- [ÉNONCÉ]
Renvoie chaque ligne de la liste ci-dessous qui contient le mot « each », en respectant la casse.

------ DONNÉES FOURNIES

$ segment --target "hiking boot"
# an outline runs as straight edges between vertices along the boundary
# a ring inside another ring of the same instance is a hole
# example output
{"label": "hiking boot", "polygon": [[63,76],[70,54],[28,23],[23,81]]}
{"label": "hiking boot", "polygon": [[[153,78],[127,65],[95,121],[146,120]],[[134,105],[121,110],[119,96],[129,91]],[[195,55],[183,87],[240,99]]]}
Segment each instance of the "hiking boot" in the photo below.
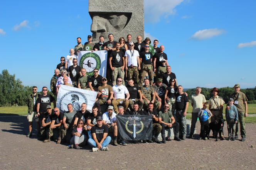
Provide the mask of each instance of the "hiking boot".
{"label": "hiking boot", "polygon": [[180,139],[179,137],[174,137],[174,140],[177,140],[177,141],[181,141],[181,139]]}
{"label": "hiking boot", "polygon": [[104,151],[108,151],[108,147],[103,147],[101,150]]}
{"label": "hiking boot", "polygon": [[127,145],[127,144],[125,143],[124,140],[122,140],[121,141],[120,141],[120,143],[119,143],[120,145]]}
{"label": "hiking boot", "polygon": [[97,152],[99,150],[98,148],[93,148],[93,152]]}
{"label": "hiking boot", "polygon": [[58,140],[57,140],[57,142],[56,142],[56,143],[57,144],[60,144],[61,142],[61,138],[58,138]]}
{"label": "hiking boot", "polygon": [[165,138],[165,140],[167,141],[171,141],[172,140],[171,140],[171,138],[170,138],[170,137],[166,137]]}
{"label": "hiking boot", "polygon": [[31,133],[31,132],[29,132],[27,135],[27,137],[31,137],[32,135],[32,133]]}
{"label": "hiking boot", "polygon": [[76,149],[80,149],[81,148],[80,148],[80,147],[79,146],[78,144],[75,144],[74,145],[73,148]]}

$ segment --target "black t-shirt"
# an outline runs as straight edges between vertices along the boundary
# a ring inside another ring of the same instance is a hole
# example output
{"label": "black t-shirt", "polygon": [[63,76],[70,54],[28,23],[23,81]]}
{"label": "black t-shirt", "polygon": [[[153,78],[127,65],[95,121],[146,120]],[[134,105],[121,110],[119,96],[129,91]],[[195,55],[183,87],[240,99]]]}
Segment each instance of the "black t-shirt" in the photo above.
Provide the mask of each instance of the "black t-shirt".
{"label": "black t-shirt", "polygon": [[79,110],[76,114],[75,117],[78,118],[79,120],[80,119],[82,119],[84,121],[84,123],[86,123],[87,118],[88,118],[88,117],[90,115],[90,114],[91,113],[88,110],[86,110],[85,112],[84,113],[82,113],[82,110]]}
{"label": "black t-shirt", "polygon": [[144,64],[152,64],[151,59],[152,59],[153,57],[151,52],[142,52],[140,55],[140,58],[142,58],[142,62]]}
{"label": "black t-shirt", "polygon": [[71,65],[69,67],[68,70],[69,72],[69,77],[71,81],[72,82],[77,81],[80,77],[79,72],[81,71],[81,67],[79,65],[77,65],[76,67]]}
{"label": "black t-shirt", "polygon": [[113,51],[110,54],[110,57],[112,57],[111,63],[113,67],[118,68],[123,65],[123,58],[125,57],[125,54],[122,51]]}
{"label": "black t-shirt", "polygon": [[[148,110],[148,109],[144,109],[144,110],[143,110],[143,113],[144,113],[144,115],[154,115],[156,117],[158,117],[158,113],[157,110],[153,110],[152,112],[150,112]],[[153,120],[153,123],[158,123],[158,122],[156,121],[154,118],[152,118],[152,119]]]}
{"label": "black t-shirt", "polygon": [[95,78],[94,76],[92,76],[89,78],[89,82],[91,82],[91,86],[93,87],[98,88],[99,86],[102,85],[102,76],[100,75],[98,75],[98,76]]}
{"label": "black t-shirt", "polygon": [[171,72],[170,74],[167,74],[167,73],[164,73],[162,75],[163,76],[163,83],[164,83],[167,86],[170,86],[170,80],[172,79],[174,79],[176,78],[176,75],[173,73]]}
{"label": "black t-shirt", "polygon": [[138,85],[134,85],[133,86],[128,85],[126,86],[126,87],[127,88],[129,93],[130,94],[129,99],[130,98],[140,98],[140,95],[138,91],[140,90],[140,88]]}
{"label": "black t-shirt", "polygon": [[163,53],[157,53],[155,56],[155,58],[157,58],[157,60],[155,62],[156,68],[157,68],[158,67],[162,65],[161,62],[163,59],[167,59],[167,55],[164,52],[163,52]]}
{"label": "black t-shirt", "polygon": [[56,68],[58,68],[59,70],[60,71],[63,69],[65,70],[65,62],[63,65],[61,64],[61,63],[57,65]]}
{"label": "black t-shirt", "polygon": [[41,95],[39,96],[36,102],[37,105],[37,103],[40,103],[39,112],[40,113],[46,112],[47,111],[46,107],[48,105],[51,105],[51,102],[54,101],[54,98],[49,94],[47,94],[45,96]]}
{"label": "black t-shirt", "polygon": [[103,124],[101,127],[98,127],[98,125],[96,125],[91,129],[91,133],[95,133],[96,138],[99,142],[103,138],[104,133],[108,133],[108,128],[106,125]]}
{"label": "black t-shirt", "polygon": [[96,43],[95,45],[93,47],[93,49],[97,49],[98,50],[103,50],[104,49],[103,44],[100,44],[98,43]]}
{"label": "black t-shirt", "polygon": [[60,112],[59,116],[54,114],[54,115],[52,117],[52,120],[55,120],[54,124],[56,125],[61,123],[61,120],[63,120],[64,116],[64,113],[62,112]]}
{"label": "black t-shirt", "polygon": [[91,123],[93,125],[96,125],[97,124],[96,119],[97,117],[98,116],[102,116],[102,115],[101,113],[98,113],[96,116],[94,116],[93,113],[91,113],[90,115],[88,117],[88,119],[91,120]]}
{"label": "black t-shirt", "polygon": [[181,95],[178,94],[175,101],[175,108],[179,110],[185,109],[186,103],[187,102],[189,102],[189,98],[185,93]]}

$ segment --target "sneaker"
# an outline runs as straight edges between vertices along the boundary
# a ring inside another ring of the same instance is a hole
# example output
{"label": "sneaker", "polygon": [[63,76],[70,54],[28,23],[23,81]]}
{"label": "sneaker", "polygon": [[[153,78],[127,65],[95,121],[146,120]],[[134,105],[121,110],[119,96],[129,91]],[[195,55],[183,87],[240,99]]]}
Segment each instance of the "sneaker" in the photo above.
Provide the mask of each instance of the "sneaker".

------------

- [RÉSULTAT DE L'EXERCICE]
Segment each instance of the "hiking boot" in the photo below.
Provide the mask of each instance of the "hiking boot".
Segment each instance of the "black t-shirt" in the photo above.
Provide the mask of each instance of the "black t-shirt".
Segment each instance of the "sneaker" in the photo above.
Provide the mask of each instance of the "sneaker".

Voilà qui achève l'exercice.